»»

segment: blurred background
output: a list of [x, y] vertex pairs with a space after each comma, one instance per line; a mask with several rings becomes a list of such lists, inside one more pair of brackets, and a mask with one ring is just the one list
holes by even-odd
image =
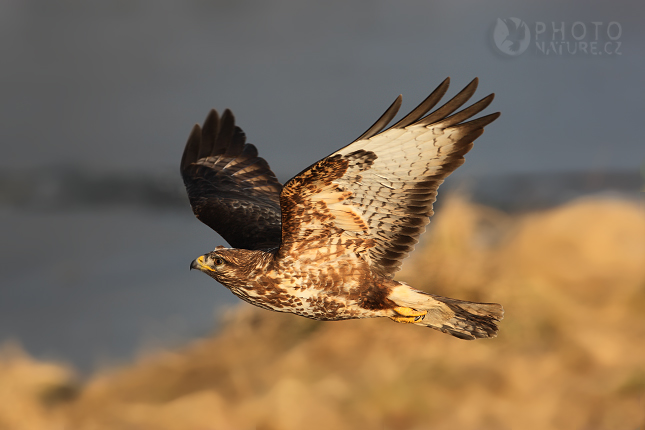
[[[645, 425], [643, 12], [628, 1], [1, 1], [0, 398], [24, 391], [20, 414], [44, 418], [21, 427], [0, 408], [0, 428], [54, 416], [175, 428], [174, 414], [206, 417], [177, 428], [296, 428], [313, 414], [329, 417], [321, 428]], [[230, 108], [284, 182], [398, 94], [407, 113], [447, 76], [449, 96], [479, 77], [476, 99], [495, 92], [486, 113], [502, 116], [442, 186], [401, 279], [503, 303], [497, 340], [269, 315], [189, 272], [225, 244], [194, 218], [178, 172], [209, 109]], [[130, 409], [97, 412], [116, 398]], [[562, 399], [577, 401], [570, 415], [558, 415]], [[293, 402], [305, 412], [294, 417]]]

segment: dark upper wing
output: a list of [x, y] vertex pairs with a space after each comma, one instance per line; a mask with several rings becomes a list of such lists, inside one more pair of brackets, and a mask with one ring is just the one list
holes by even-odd
[[[360, 254], [372, 270], [392, 277], [414, 249], [433, 214], [437, 188], [464, 162], [473, 141], [499, 113], [471, 119], [493, 94], [453, 114], [473, 95], [473, 80], [427, 114], [448, 89], [446, 79], [417, 108], [389, 129], [397, 99], [356, 141], [296, 175], [280, 195], [282, 244], [322, 255]], [[427, 115], [426, 115], [427, 114]]]
[[193, 212], [234, 248], [268, 249], [280, 245], [279, 195], [282, 185], [258, 151], [245, 143], [228, 109], [211, 110], [204, 127], [193, 127], [181, 176]]

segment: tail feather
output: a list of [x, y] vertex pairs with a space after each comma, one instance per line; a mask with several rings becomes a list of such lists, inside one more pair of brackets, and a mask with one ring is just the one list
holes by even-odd
[[442, 322], [440, 327], [430, 327], [466, 340], [497, 336], [497, 322], [504, 318], [502, 305], [432, 297], [448, 306], [454, 316]]
[[401, 284], [388, 296], [398, 306], [427, 311], [413, 323], [439, 330], [460, 339], [473, 340], [497, 336], [497, 323], [504, 318], [504, 308], [497, 303], [476, 303], [450, 299], [415, 290]]

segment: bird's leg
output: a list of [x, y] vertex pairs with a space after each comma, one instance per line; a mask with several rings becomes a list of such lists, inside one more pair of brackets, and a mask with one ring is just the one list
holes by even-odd
[[392, 308], [392, 310], [396, 314], [392, 315], [390, 319], [392, 321], [400, 323], [413, 323], [419, 321], [420, 319], [425, 318], [426, 314], [428, 313], [428, 311], [417, 311], [415, 309], [406, 308], [404, 306], [397, 306], [395, 308]]

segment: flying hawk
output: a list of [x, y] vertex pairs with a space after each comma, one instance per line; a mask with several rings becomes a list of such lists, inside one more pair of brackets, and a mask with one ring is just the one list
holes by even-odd
[[453, 114], [477, 82], [427, 114], [446, 93], [446, 79], [383, 130], [401, 106], [397, 97], [358, 139], [284, 186], [231, 111], [211, 110], [202, 128], [193, 127], [181, 175], [197, 218], [233, 248], [218, 246], [190, 268], [264, 309], [326, 321], [388, 317], [461, 339], [496, 336], [501, 305], [393, 279], [430, 222], [437, 188], [499, 117], [471, 119], [494, 94]]

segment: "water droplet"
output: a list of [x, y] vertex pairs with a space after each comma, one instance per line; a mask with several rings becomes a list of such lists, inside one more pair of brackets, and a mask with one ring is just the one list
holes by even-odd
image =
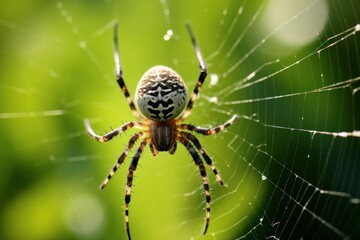
[[173, 30], [171, 30], [171, 29], [167, 30], [164, 35], [164, 40], [169, 41], [173, 35], [174, 35]]
[[211, 97], [211, 98], [209, 98], [209, 102], [218, 103], [218, 98], [217, 97]]
[[85, 41], [81, 41], [81, 42], [79, 43], [79, 46], [80, 46], [81, 48], [86, 48], [86, 42], [85, 42]]
[[71, 22], [72, 22], [72, 17], [67, 16], [67, 17], [66, 17], [66, 22], [71, 23]]
[[63, 17], [66, 17], [68, 14], [67, 14], [67, 11], [66, 10], [61, 10], [61, 16], [63, 16]]
[[210, 74], [210, 85], [214, 86], [219, 82], [219, 75], [212, 73]]
[[57, 6], [59, 9], [62, 9], [64, 5], [63, 5], [62, 2], [58, 2], [58, 3], [56, 4], [56, 6]]
[[253, 77], [255, 77], [255, 72], [250, 73], [250, 74], [246, 77], [246, 80], [250, 80], [250, 79], [252, 79]]
[[360, 24], [357, 24], [357, 25], [356, 25], [355, 31], [360, 31]]

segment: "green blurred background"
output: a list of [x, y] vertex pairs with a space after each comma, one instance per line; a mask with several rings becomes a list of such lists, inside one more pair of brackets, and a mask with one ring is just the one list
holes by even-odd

««

*Aim of the exercise:* Would you set down the listing exactly, omitting pictures?

*Output below:*
segment: blurred background
output: a list of [x, y] vertex pairs with a space after each comma, one instance per line; a mask with several rings becomes a list of such lists, inside one more pair of brackets, and a mask with one ring is just the one list
holes by even-odd
image =
[[[645, 425], [643, 12], [628, 1], [1, 1], [0, 398], [24, 391], [20, 414], [44, 418], [21, 427], [0, 408], [0, 428], [54, 416], [175, 428], [174, 414], [206, 417], [177, 428], [296, 428], [313, 414], [329, 417], [321, 428]], [[230, 108], [284, 182], [398, 94], [407, 113], [447, 76], [449, 96], [479, 77], [476, 99], [495, 92], [486, 113], [502, 116], [442, 186], [401, 279], [503, 303], [497, 340], [269, 315], [189, 272], [225, 244], [194, 218], [178, 172], [209, 109]], [[130, 409], [97, 412], [116, 398]], [[562, 399], [577, 401], [570, 415], [558, 415]], [[293, 402], [305, 412], [294, 417]]]

segment: dark upper wing
output: a list of [x, y] vertex pairs with a space after each comma, one instance per line; a mask with several rings becomes a list of such lists, inside one more pair of brackets, and a mask with one ring is just the one list
holes by even-odd
[[[360, 254], [372, 270], [392, 277], [414, 249], [433, 214], [437, 188], [464, 162], [473, 141], [499, 113], [471, 119], [493, 94], [453, 114], [473, 95], [473, 80], [427, 114], [448, 89], [446, 79], [417, 108], [389, 129], [397, 99], [356, 141], [296, 175], [280, 195], [282, 244], [322, 255]], [[427, 115], [426, 115], [427, 114]]]
[[193, 212], [234, 248], [268, 249], [280, 245], [279, 195], [282, 185], [258, 151], [245, 143], [228, 109], [211, 110], [204, 127], [193, 127], [181, 176]]

segment: tail feather
output: a list of [x, y] vertex pairs with a space after each comma, one instance per line; a mask with several rings becomes a list of such lists, inside one more pair of brackets, and a mask with one ring is just the one list
holes by even-odd
[[442, 322], [440, 327], [430, 327], [466, 340], [497, 336], [497, 322], [504, 318], [502, 305], [432, 297], [448, 306], [454, 316]]
[[401, 284], [388, 296], [398, 306], [427, 311], [413, 323], [439, 330], [460, 339], [473, 340], [497, 336], [497, 323], [504, 318], [504, 308], [497, 303], [476, 303], [450, 299], [415, 290]]

segment: bird's leg
output: a list of [x, y] vertex pairs with a space after each comma, one instance per line; a mask with several rings becomes a list of such lists, inside one more pair of brackets, and a mask with one ring is just the one list
holes by even-odd
[[392, 308], [392, 310], [396, 314], [392, 315], [390, 319], [392, 321], [400, 323], [413, 323], [419, 321], [420, 319], [425, 318], [426, 314], [428, 313], [428, 311], [417, 311], [415, 309], [406, 308], [404, 306], [397, 306], [395, 308]]

segment: flying hawk
output: a list of [x, y] vertex pairs with a space after each comma, one instance per line; a mask with several rings becomes a list of such lists, inside one more pair of brackets, and a mask with one ring is just the one list
holes by even-odd
[[453, 114], [477, 82], [427, 114], [446, 93], [446, 79], [383, 130], [401, 106], [397, 97], [358, 139], [284, 186], [231, 111], [211, 110], [202, 128], [193, 127], [181, 175], [197, 218], [233, 248], [218, 246], [190, 268], [264, 309], [326, 321], [388, 317], [461, 339], [496, 336], [501, 305], [393, 279], [430, 222], [437, 188], [499, 117], [471, 119], [494, 94]]

segment: "water droplet"
output: a list of [x, y] vertex pairs with a space after each comma, one instance per line; a mask with several rings becomes a list of such lists, inside one more pair of brackets, and a mask with one ring is just the one list
holes by even-odd
image =
[[173, 30], [171, 30], [171, 29], [167, 30], [164, 35], [164, 40], [169, 41], [173, 35], [174, 35]]
[[211, 97], [211, 98], [209, 98], [209, 102], [218, 103], [218, 98], [217, 97]]
[[85, 41], [81, 41], [81, 42], [79, 43], [79, 46], [80, 46], [81, 48], [86, 48], [86, 42], [85, 42]]
[[71, 22], [72, 22], [72, 17], [67, 16], [67, 17], [66, 17], [66, 22], [71, 23]]
[[63, 17], [66, 17], [68, 14], [67, 14], [67, 11], [66, 10], [61, 10], [61, 16], [63, 16]]
[[210, 74], [210, 85], [214, 86], [219, 82], [219, 75], [212, 73]]
[[57, 6], [59, 9], [62, 9], [64, 5], [63, 5], [62, 2], [58, 2], [58, 3], [56, 4], [56, 6]]
[[253, 77], [255, 77], [255, 72], [250, 73], [250, 74], [246, 77], [246, 80], [250, 80], [250, 79], [252, 79]]
[[360, 24], [357, 24], [357, 25], [356, 25], [355, 31], [360, 31]]

segment: "green blurred background"
output: a list of [x, y] vertex pairs with a space after each comma, one instance per line; a mask with several rings becomes a list of such lists, inside one more pair of brackets, and a mask with one ring is just the one list
holes by even-odd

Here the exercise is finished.